*What is needed*.
From the line containing "List the mask" to the last line of the data, both included, transcribe each line exactly, leaving out pictures and adding nothing.

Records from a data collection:
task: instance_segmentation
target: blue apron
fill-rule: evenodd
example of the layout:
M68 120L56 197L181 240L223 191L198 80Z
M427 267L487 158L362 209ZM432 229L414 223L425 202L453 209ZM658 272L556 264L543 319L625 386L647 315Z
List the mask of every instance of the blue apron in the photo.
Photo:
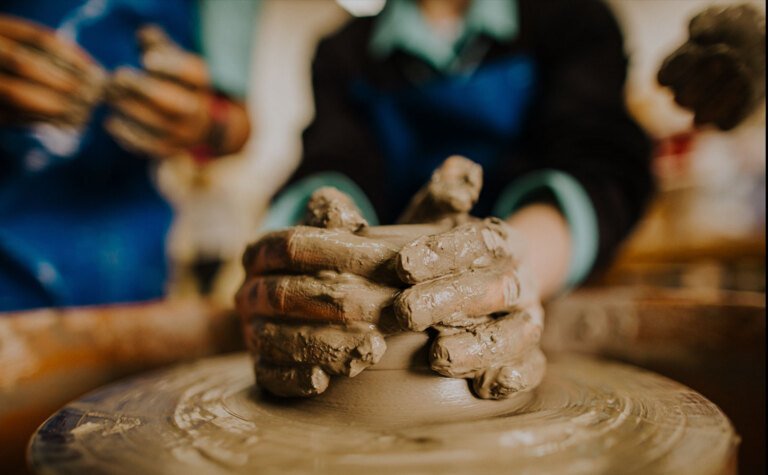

*Output for this task*.
List the mask of every instance of the blue apron in the photo.
Photo:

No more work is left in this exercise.